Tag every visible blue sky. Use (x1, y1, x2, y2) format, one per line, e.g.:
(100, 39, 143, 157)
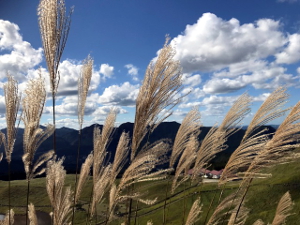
(0, 0, 300, 129)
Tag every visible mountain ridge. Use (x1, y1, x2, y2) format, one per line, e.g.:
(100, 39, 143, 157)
(0, 122, 277, 179)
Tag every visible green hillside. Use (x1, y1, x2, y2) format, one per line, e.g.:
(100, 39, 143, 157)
(0, 157, 299, 224)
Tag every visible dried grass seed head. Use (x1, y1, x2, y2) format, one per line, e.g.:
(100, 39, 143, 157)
(91, 164, 112, 217)
(78, 55, 93, 129)
(0, 209, 14, 225)
(38, 0, 73, 95)
(219, 129, 269, 184)
(46, 157, 72, 225)
(3, 74, 21, 163)
(111, 131, 130, 184)
(172, 134, 198, 193)
(28, 203, 38, 225)
(272, 191, 293, 225)
(24, 150, 55, 180)
(109, 141, 172, 220)
(22, 77, 46, 129)
(93, 110, 116, 183)
(220, 87, 290, 183)
(46, 157, 66, 205)
(243, 87, 289, 142)
(170, 107, 201, 168)
(206, 192, 242, 225)
(118, 140, 171, 193)
(75, 153, 93, 203)
(258, 101, 300, 162)
(185, 198, 202, 225)
(219, 93, 251, 133)
(227, 204, 249, 225)
(240, 94, 300, 181)
(22, 77, 54, 179)
(193, 94, 251, 182)
(253, 219, 265, 225)
(131, 36, 183, 160)
(192, 126, 226, 181)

[Task to complete] The answer is the whole listing retyped exactly, with pictures omitted.

[Solution for this problem]
Tag every visible blue sky. Use (x1, y1, x2, y2) format, one per line, e.g.:
(100, 39, 143, 157)
(0, 0, 300, 129)
Tag every visible mountain ridge. Use (x1, y1, x2, y2) format, one per line, e.g.:
(100, 39, 143, 157)
(0, 122, 277, 179)
Tag every visible green hillside. Use (x1, y1, x2, y2) format, one per line, e.g.:
(100, 39, 143, 157)
(0, 157, 299, 224)
Tag every visible dried grass seed head. Use (x1, y1, x2, y2) format, one per line, e.g.:
(100, 39, 143, 157)
(91, 164, 112, 217)
(78, 55, 93, 129)
(0, 209, 14, 225)
(38, 0, 73, 95)
(219, 129, 269, 184)
(46, 157, 72, 225)
(3, 74, 21, 163)
(111, 131, 130, 184)
(172, 134, 198, 193)
(28, 203, 38, 225)
(272, 191, 293, 225)
(24, 150, 55, 180)
(109, 141, 172, 220)
(22, 77, 46, 129)
(93, 110, 116, 183)
(220, 87, 290, 183)
(46, 157, 66, 205)
(243, 87, 289, 142)
(170, 107, 201, 168)
(206, 192, 242, 225)
(118, 140, 171, 193)
(75, 153, 93, 203)
(258, 101, 300, 162)
(185, 198, 202, 225)
(219, 93, 251, 133)
(227, 204, 249, 225)
(240, 94, 300, 181)
(22, 77, 54, 179)
(193, 94, 251, 182)
(253, 219, 265, 225)
(131, 36, 183, 160)
(192, 126, 226, 181)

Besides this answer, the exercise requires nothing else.